Meet the Candidates Left to Right

The following points are condensed from the WSJ article Meet the Top New York City Mayoral Candidates

Kathryn Garcia

  • Garcia Platform:  Free child care for families making less than $70,000 a year and wants to streamline the permitting process to open up a small business or restaurant to just one permit. On issues of crime and safety, she has called for an increased reward for the city’s gun buyback program.
  • Endorsements: Uniformed Sanitationmen’s Association; Teamsters Local 831; SEIU Local 246 Auto Mechanics Union; Teamsters 813; The Sanitation Officers Association SEIU Local 444; Uniformed Sanitation Chiefs Association; state Assemblywoman Nily Rozic (D., Queens;) state Assemblyman Danny O’Donnell (D., Manhattan); and state Sen. Liz Krueger (D., Manhattan).

Ray McGuire

  • McGuire Platform: Bring back 50,000 jobs to small businesses by having the city subsidize half of a worker’s salary for a year. He wants to create an emergency social-services office staffed with mental-healthcare workers.
  • Endorsements: U.S. Rep. Greg Meeks (D., N.Y.) who is also chair of the Queens Democratic Party; former New York Knicks stars Patrick Ewing and Charles Oakley; LL Cool J; Jay-Z; Nas; Spike Lee.

Andrew Yang

  • Yang Platform: Yang’s biggest policy idea is a supplemental income program for the poorest 500,000 New Yorkers, promising each of them $2,000 a year. He has said his lack of experience in city government is a benefit, adding that he isn’t a politician beholden to special interests. For those inclined to do the math, Yang wants to give away $1 billion in free money every year. That's only 1/100th of the budget but I assure you it will not stop there.

§ Stored rows
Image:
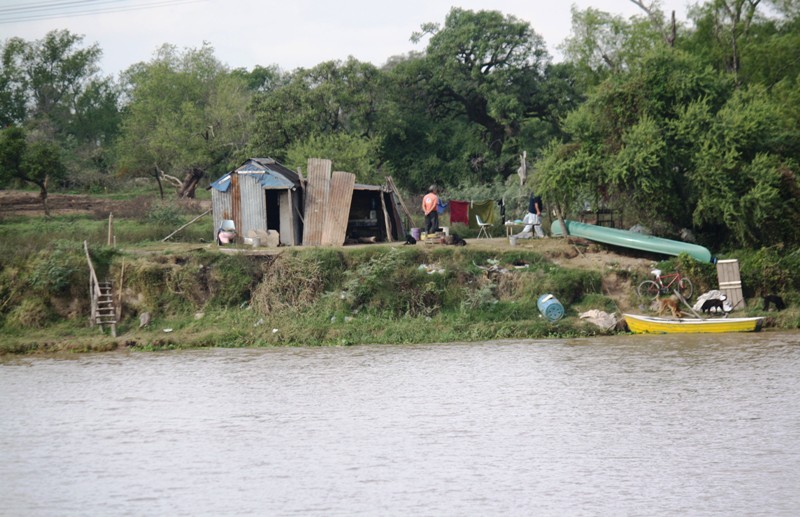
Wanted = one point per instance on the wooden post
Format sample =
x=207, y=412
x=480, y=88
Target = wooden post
x=390, y=182
x=185, y=225
x=110, y=228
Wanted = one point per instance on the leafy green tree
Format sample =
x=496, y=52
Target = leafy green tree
x=347, y=152
x=54, y=88
x=333, y=97
x=601, y=44
x=36, y=162
x=485, y=68
x=675, y=142
x=185, y=116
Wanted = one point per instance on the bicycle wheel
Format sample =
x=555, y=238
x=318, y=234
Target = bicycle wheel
x=685, y=287
x=648, y=289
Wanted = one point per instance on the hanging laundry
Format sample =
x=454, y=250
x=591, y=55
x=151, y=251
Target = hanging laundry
x=459, y=212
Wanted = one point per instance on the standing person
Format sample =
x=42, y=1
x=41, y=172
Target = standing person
x=535, y=208
x=430, y=204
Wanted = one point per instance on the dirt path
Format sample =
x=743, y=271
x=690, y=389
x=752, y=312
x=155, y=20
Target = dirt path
x=16, y=202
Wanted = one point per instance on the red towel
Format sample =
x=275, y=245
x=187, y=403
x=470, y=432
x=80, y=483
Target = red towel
x=459, y=212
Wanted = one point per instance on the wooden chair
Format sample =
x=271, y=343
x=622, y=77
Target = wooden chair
x=482, y=227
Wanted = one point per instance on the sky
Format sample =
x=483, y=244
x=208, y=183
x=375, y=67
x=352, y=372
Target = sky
x=288, y=33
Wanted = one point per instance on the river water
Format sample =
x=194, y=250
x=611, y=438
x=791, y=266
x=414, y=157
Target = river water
x=628, y=425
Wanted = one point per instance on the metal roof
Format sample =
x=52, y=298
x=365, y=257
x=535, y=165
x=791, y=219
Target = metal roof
x=272, y=175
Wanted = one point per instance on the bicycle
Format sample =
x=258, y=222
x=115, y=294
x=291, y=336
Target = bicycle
x=665, y=284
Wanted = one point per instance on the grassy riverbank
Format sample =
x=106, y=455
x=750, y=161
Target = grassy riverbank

§ What to work on
a - Answer these questions from the text on New York City mayoral candidates, one line each:
(i) Below what yearly income would families qualify for Garcia's free child care?
(ii) How many jobs does McGuire want to bring back to small businesses?
(iii) How much money per year would each person in Yang's supplemental income program receive?
b - Please list every endorsement the text on mayoral candidates gives for Ray McGuire.
c - Extend the text on New York City mayoral candidates from its final sentence.

§ Final answers
a -
(i) $70,000
(ii) 50,000
(iii) $2,000

b - U.S. Rep. Greg Meeks; Patrick Ewing; Charles Oakley; LL Cool J; Jay-Z; Nas; Spike Lee

c -
  • Yang Endorsements: Rep. Grace Meng (D., N.Y.); Rep. Ritchie Torres (D., N.Y.); state Sen. John Liu (D); Assemblyman Simcha Eichenstein (D., Brooklyn) and Assemblyman Ron Kim (D., Queens)

Eric Adams

  • Adams Platform: The Brooklyn borough president and a former New York Police Department officer, 60 years old, has focused on public safety,
  • Endorsements: Mr. Adams has multiple labor endorsements, including 32BJ SEIU, the Hotel Trades Council, District Council 37, Unite Here! Local 100 and the Amalgamated Transit Union. He also has the support of Queens Borough President Donovan Richards, former New York state Comptroller Carl McCall and Bronx Borough President Ruben Diaz Jr., all Democrats.

Maya Wiley

  • Wiley Platform: Wiley, a civil-rights lawyer and former counsel to Mr. de Blasio, is one of the most progressive candidates in the race. She has called for defunding the NYPD by moving $1 billion from the department’s budget to community resources.
  • Endorsements: 1199 SEIU; The Working Families Party; Rep. Alexandria Ocasio-Cortez (D., N.Y.); Rep. Hakeem Jeffries (D., N.Y.); Rep. Nydia Velazquez (D., N.Y) and Public Advocate Jumaane Williams (D.)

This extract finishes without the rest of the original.